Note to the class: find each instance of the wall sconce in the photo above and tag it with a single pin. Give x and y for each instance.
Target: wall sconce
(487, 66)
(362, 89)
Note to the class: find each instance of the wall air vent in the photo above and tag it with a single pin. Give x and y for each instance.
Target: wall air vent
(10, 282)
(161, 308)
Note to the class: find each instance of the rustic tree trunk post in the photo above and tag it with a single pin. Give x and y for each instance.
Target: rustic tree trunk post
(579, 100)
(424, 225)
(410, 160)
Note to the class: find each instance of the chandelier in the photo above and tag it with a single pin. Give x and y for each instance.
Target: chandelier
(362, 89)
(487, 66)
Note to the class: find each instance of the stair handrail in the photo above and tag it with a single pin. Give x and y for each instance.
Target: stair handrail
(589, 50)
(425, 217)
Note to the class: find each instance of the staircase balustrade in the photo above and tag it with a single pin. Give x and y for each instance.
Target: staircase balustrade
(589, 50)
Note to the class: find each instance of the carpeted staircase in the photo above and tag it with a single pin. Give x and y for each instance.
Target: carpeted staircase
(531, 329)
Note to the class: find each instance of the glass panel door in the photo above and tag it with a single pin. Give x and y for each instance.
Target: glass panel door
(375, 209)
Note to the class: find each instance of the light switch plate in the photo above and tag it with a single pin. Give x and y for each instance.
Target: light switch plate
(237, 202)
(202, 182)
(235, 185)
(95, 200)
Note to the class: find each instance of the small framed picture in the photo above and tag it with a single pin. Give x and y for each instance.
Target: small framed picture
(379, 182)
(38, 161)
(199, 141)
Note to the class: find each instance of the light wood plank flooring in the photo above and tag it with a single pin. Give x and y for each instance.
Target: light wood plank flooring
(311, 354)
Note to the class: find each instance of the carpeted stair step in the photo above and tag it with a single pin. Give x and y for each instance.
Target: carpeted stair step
● ● ● ● ● ● ●
Short exercise – Rewrite the listing above as a numbered list, leaving out any blank lines.

Response –
1. Note to the class: find each instance of the wall sconce in the photo above and tag it with a single pin. Give x and y for each instance.
2. Target: wall sconce
3. (487, 66)
4. (362, 89)
5. Note to the class: find each instance of the wall air vent in the photo above and tag it with a single pin. Give x and y for each instance.
6. Target: wall air vent
7. (10, 282)
8. (161, 308)
9. Note to the class: find each instance of the rustic tree trunk post in the photo above and tag it with a single pin. Give x and y for each instance.
10. Target: rustic tree trunk post
11. (579, 100)
12. (424, 225)
13. (410, 160)
14. Note to the class: find each instance of the chandelier in the photo above and tag it with a single pin. Give x and y for each instance.
15. Target: chandelier
16. (362, 89)
17. (487, 66)
18. Note to the class: find each instance of the stair handrail in the photo above and tag it with a single pin. Give x and y for each instance.
19. Target: stair handrail
20. (589, 50)
21. (425, 217)
22. Note to the class: find each instance of the staircase balustrade in the photo above and tag it with a single pin. Give x and y for each instance.
23. Target: staircase balustrade
24. (589, 50)
25. Note to the class: find each instance of the carpeted staircase in the photo above and tag it with a single pin. Give x and y for each instance.
26. Target: carpeted staircase
27. (531, 329)
28. Note to the class: find each instance of the glass panel door in the photo above and tag it with a single pin. Give x and y for each instance.
29. Target: glass panel door
30. (375, 209)
31. Note to the class: find each instance of the light switch plate in the photo above and tag it with a single pin. Give x and y for each instance.
32. Target: light switch plate
33. (237, 202)
34. (202, 182)
35. (235, 185)
36. (95, 200)
37. Note to the class: find each instance of the small framed picture in the photo above and tag it with a single pin. Give x and y for each instance.
38. Target: small framed picture
39. (379, 182)
40. (38, 161)
41. (199, 141)
42. Note to the class: find each instance of the light wood plank flooring in the photo above and tag it with a single pin. Give x and y for each instance.
43. Target: light wood plank flooring
44. (311, 354)
45. Note to the class: find each instance of the carpeted stair step in the photo above and tag it with a single pin. Give x and y for each instance.
46. Target: carpeted stair step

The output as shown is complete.